_Objective a_:
In the records below, give again everything from the line containing "Return the outline of every instance of the wispy" down to the line containing "240 137 L 257", both lines included. Leave the requests and format samples unchanged, but multiply every coordinate in the answer outlines by 1.3 and round each to a whole number, with halves rounded up.

What of the mountains?

I don’t know if I said it because of the dream or if I dreamt it because I was bound to say it later, but I said it and only after did I realize that it didn’t matter if the dream preceded the belief or the belief the dream.

*  *  *

What matters more than the man in the dream — a composite of men I have loved — is the woman who jumped so high as to be seen from the carved out window of the plane I was flying in.

She is not me. She was too tall to be me. And yet her hair …

What am I supposed to glean from her loose and long dirty blond hair, from the bohemian dress that floated up above her knees like a parachute each time she leapt from the valley as if the earth below was her trampoline? And what about the mountains, which were not the mountains of Denver, Colorado or the Golan Heights, mountains I have seen directly, both from above and below, but were, I am certain, the mountains of a European country, Spain or Portugal, a country in which there are less Jews than in the countries I am familiar with, countries I might even dare to call my homes?

What matters more than the man in the dream — who brought me to near tears with his collection of short stories recognizable as anecdotes from his childhood — is the woman who was sitting in the row ahead of me on the plane. She, too, saw the leaper, but she was not fazed. “I’ve seen her before,” the woman ahead of me noted. “We’re friends.”

_Given entries_:
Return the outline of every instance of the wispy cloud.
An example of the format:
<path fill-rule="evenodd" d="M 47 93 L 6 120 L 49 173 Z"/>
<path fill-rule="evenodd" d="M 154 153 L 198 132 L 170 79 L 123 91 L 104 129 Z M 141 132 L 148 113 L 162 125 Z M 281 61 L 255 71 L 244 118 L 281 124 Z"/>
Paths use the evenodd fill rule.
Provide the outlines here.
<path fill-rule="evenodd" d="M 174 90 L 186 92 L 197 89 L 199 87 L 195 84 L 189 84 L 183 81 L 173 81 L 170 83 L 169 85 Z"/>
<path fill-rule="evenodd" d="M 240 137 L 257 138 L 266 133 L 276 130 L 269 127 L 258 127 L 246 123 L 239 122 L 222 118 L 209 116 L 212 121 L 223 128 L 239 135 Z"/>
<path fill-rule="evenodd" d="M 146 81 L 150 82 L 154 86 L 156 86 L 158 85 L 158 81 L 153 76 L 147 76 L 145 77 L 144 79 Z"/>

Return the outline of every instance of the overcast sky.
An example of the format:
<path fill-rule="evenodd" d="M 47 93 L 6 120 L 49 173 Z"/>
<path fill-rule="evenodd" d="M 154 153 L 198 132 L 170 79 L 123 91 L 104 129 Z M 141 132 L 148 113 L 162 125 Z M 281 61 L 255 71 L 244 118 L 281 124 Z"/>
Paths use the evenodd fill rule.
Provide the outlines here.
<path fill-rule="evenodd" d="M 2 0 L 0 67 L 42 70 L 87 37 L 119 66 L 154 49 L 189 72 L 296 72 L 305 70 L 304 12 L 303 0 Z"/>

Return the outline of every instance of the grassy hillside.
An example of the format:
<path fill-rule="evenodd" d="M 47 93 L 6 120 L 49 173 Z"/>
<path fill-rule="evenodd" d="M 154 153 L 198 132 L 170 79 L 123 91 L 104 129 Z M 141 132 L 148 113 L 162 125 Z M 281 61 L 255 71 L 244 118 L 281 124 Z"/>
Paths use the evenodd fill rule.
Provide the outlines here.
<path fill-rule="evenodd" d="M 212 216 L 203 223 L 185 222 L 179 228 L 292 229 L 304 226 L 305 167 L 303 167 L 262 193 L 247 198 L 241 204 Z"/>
---
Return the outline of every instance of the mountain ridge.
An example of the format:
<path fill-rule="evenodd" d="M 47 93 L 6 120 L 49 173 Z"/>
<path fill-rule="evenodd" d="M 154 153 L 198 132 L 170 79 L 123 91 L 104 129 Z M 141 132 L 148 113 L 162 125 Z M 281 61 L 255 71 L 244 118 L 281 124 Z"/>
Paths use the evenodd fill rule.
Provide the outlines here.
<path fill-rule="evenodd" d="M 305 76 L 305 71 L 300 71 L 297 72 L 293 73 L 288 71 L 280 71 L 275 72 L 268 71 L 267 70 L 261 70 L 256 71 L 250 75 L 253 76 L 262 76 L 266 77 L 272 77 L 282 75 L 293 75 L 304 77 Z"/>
...
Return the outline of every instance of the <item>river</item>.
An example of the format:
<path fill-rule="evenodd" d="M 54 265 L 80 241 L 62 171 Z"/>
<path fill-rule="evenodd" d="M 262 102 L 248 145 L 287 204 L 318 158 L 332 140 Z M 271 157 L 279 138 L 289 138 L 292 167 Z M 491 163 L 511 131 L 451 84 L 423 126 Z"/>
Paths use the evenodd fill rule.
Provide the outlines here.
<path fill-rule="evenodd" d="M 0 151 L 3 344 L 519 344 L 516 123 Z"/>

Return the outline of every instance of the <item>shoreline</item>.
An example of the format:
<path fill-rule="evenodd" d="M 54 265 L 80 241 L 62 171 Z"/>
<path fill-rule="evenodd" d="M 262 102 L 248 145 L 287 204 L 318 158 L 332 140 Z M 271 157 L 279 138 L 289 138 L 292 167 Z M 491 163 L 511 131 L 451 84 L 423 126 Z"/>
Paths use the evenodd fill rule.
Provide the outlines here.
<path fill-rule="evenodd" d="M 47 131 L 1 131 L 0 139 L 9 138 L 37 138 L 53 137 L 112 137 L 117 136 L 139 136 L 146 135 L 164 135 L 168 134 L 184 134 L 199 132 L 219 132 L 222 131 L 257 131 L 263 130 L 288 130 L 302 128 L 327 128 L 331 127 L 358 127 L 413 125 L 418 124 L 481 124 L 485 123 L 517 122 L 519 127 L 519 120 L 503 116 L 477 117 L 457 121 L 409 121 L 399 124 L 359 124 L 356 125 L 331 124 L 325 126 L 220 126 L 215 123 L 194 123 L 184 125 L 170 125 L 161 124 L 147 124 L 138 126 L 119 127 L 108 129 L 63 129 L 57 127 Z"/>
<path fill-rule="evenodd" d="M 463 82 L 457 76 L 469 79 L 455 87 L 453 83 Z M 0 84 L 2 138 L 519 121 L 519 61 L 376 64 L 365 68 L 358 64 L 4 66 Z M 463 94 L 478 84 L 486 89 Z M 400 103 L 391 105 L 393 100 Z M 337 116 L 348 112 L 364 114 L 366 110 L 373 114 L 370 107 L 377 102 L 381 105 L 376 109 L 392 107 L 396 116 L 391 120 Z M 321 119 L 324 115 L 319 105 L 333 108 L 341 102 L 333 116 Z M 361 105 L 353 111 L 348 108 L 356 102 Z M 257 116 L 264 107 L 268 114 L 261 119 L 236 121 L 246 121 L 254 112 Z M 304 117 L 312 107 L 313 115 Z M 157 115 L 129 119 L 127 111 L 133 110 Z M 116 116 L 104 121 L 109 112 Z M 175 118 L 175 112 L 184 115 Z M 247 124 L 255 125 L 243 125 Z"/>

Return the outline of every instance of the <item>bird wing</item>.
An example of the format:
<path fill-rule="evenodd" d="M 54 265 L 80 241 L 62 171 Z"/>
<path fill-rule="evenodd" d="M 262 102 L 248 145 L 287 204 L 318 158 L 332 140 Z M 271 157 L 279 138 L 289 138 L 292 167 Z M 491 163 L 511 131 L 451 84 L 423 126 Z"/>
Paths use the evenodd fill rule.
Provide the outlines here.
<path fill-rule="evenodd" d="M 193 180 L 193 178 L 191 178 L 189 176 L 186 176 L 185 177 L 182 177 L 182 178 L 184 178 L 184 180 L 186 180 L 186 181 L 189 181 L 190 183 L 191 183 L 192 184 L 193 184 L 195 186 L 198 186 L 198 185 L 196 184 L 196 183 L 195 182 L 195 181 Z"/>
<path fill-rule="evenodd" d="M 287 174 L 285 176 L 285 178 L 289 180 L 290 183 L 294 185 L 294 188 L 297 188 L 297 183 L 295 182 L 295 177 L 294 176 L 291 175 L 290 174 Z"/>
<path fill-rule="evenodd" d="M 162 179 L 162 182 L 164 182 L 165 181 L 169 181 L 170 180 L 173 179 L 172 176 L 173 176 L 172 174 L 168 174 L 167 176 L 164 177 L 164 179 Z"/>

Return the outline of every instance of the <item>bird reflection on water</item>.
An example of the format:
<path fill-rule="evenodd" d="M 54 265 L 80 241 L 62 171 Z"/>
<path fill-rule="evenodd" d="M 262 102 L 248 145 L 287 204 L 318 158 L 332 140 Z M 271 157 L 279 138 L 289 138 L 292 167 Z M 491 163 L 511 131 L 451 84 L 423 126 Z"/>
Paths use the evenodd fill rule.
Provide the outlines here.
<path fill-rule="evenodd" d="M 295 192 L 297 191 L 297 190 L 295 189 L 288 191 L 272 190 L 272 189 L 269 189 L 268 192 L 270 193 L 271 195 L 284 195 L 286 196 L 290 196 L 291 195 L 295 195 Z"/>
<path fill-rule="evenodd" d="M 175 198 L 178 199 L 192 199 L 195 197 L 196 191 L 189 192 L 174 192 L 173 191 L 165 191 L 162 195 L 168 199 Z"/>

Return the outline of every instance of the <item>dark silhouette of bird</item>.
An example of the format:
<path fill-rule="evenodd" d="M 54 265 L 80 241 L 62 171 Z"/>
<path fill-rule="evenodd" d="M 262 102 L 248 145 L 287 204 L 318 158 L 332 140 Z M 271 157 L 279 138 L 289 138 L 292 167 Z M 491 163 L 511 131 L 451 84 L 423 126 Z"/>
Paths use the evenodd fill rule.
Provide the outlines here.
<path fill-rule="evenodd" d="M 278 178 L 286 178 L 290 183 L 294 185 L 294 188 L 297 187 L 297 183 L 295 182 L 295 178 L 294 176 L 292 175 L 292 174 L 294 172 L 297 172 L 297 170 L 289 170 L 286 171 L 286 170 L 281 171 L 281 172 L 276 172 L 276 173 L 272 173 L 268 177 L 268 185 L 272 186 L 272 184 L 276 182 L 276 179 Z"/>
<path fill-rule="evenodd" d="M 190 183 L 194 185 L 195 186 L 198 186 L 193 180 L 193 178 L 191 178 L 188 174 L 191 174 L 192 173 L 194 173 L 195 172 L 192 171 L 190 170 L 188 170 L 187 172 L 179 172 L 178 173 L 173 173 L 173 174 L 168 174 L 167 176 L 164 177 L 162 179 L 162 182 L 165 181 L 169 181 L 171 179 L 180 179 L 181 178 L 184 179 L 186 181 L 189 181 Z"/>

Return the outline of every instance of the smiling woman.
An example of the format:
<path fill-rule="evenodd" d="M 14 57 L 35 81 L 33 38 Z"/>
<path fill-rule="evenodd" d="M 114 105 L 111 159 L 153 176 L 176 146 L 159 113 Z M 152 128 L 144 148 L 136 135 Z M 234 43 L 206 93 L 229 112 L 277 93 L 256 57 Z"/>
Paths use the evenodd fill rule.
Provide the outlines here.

_Objective b_:
Output, word for word, everything from "What matters more than the man in the dream — a" down to "call my homes?" in the dream text above.

_Correct result a_:
Return the outline of every instance of the wispy cloud.
An example of the format:
<path fill-rule="evenodd" d="M 47 93 L 6 120 L 49 173 Z"/>
<path fill-rule="evenodd" d="M 154 153 L 198 132 L 170 79 L 123 91 L 104 129 Z M 141 132 L 148 113 L 162 125 Z M 281 61 L 255 71 L 244 118 L 281 124 Z"/>
Paths use the evenodd fill rule.
Provide the outlines here.
<path fill-rule="evenodd" d="M 226 117 L 242 120 L 256 116 L 259 113 L 254 109 L 246 109 L 238 105 L 225 105 L 221 108 L 220 111 Z"/>
<path fill-rule="evenodd" d="M 312 178 L 334 179 L 346 173 L 359 169 L 350 165 L 335 165 L 320 160 L 311 159 L 289 153 L 272 151 L 276 157 L 290 166 L 311 176 Z"/>

_Correct result b_:
What matters more than the man in the dream — a composite of men I have loved — is the woman who jumped so high as to be seen from the carved out window of the plane I was flying in.

She is not me. She was too tall to be me. And yet her hair …

What am I supposed to glean from her loose and long dirty blond hair, from the bohemian dress that floated up above her knees like a parachute each time she leapt from the valley as if the earth below was her trampoline? And what about the mountains, which were not the mountains of Denver, Colorado or the Golan Heights, mountains I have seen directly, both from above and below, but were, I am certain, the mountains of a European country, Spain or Portugal, a country in which there are less Jews than in the countries I am familiar with, countries I might even dare to call my homes?